Rewrite every one of the records below with "innermost point" changed to "central point" and nothing else altered. Leave the pictures out of your answer.

══ Record set ══

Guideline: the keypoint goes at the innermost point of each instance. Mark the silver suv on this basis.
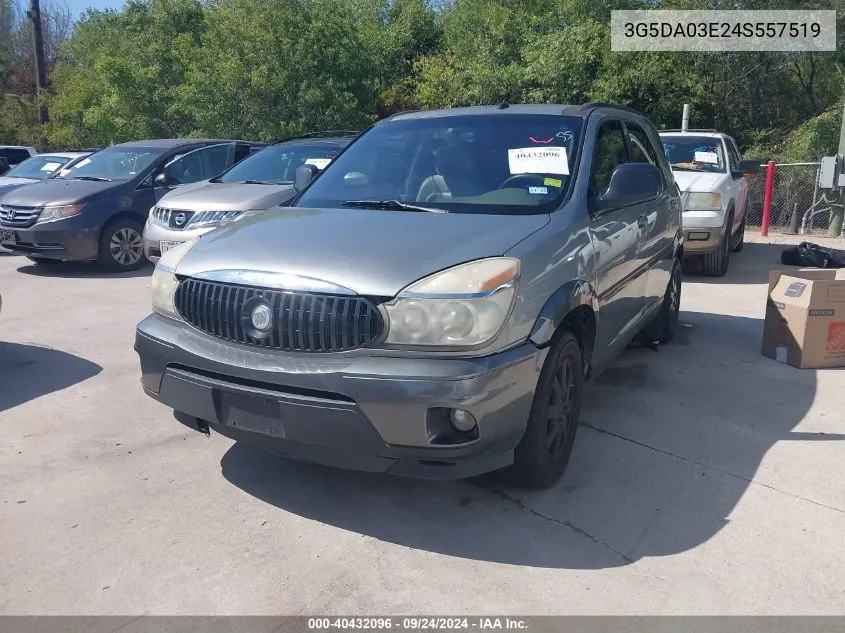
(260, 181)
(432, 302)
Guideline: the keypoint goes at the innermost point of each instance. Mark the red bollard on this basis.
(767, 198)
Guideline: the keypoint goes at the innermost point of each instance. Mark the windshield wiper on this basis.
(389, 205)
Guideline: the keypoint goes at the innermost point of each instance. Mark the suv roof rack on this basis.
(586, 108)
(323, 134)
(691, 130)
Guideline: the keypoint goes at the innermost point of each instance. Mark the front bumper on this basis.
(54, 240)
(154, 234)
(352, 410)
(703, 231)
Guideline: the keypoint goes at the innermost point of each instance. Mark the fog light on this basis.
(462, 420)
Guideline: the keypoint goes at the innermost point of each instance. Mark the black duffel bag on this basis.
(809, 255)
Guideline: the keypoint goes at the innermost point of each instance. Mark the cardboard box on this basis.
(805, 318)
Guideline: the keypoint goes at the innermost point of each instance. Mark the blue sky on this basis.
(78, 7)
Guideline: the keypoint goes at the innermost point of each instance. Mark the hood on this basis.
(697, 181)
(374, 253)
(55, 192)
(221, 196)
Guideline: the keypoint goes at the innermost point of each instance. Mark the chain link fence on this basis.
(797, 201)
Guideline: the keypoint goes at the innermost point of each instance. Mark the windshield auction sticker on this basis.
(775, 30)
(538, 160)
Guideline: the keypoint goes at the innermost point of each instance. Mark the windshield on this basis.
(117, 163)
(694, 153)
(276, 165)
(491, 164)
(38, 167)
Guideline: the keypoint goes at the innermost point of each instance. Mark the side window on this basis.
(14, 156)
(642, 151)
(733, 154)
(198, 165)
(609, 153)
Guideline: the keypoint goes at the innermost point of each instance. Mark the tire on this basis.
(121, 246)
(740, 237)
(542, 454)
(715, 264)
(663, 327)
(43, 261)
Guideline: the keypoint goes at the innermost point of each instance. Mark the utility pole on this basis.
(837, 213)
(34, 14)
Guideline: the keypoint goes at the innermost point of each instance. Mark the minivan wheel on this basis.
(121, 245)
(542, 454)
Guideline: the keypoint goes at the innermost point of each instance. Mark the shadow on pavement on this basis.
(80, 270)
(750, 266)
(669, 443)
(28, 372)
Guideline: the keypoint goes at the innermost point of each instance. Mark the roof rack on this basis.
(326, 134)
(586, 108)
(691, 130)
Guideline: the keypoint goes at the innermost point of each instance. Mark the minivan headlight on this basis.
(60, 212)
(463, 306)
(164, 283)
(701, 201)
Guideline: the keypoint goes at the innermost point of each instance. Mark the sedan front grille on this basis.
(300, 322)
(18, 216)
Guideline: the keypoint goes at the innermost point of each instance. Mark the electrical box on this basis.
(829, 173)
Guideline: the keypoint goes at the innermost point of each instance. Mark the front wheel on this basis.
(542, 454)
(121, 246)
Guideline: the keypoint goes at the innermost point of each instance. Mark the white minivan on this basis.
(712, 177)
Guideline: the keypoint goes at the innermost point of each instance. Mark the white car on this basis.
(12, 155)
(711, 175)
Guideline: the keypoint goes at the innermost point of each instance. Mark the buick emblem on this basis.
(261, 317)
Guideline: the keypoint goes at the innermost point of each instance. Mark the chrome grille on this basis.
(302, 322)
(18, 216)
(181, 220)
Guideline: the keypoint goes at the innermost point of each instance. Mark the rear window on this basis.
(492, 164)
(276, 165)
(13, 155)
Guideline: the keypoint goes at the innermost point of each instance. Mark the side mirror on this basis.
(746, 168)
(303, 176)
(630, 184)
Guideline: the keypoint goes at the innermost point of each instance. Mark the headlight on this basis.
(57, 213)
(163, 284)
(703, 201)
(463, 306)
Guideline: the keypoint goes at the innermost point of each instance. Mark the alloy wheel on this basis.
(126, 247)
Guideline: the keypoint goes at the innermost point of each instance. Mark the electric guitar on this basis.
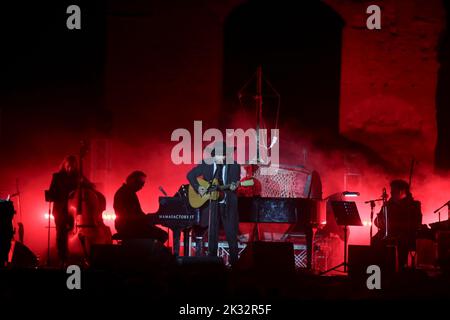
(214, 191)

═══

*Response to this task*
Guideline: the keypoint goes at the central point of each instance. Mark the silver suv on this basis.
(260, 181)
(432, 302)
Guideline: the keypoint goes at the central point of each instance. Mark the red bollard on this basis.
(767, 198)
Guideline: the keypoint goes at the central point of each instance. Mark the windshield wiper on this basis.
(389, 205)
Guideline: the keypoint goes at the central point of each instance. Mark the suv roof rack on this basis.
(586, 108)
(323, 134)
(691, 130)
Guideline: the keypoint goes at the central point of each instance. Mark the front bumper on this basis.
(54, 240)
(154, 234)
(352, 410)
(703, 231)
Guideline: the keypoint goes at the central point of each instance. Mark the fog light on this basis.
(462, 420)
Guideline: the keypoint goes at the central point of each instance. Mark the black duffel bag on this basis.
(809, 255)
Guideline: the keypoint goes at the central point of each instance. Mark the cardboard box on this basis.
(805, 318)
Guideline: the keypoint goes at the central point of each instance. Mark the blue sky on this basis.
(78, 7)
Guideline: the keypoint goes at the central point of each instance. Mark the hood on this basis.
(697, 181)
(374, 253)
(55, 192)
(221, 196)
Guideline: the keypoint goes at the central point of each instance. Mark the chain link fence on this basis.
(797, 201)
Guideline: the keypoint goes at the central point of each instance. Mark the windshield auction sticker on this basis.
(775, 30)
(538, 160)
Guideline: the keypoint goes at the central point of each instance. Mark the windshield on this basis.
(117, 163)
(694, 153)
(276, 165)
(491, 164)
(38, 167)
Guideline: the keypoint goes at the central point of each instance. Mark the side window on this basis.
(14, 156)
(642, 151)
(733, 154)
(198, 165)
(609, 153)
Guideline: the keypoint goes at the central point of each instance. Mark the tire on this basis.
(121, 246)
(740, 237)
(542, 454)
(715, 264)
(663, 327)
(43, 261)
Guideline: the keypoint goes at the central point of each instance. Mark the utility pole on this basis.
(837, 213)
(34, 14)
Guideline: the keypoint goes at the central point of each instance. Mark the minivan wheel on this basis.
(121, 245)
(542, 454)
Guideline: the keypoint goes at the central point of each instance. Mark the shadow on pavement on this basis.
(80, 270)
(750, 266)
(669, 443)
(28, 372)
Guideline: the keypoint goes at the central point of each instance. Mark the roof rack on this basis.
(326, 134)
(586, 108)
(691, 130)
Guideline: the keypoint goes at the central point of each instance. Mark the minivan headlight on this basis.
(60, 212)
(463, 306)
(164, 283)
(701, 201)
Guideline: the keypoint goes at the central point of each instance. Mark the sedan front grille on this basis.
(300, 322)
(18, 216)
Guideline: the keypoint goes at the central point of each instance. Mark the electrical box on this basis.
(829, 173)
Guideline: the keypoint goes at the central point of each instance. Mark the front wheel on this basis.
(542, 454)
(121, 246)
Guideline: the keypoint goes at the central point of each instance. Mark the white minivan on this basis.
(712, 177)
Guideline: the keypoint goes at the central point of each instance. Mark the white car on this basis.
(12, 155)
(711, 175)
Guideline: the keypoint goes at the central point of each instance. Mark the buick emblem on this basis.
(261, 317)
Guideline: the keypoint goes at the central point of each instance. Mark the chrome grille on this basis.
(302, 322)
(18, 216)
(181, 220)
Guideline: the keypoint goes at the central point of each instance. Mark the rear window on this basis.
(492, 164)
(276, 165)
(13, 155)
Guideline: the keypoint goes at the central point of each instance. Mark the side mirror on this basis.
(746, 168)
(303, 176)
(630, 184)
Guideline: the keypoint goes at the central point of each instance. Mark the headlight on this basis.
(57, 213)
(163, 284)
(703, 201)
(463, 306)
Guideline: the keypoint goes at the central point of each instance. Mark the alloy wheel on this basis.
(126, 247)
Guideline: the keypoint goes at the central point of each instance. Mark the electric guitar on this basis.
(214, 191)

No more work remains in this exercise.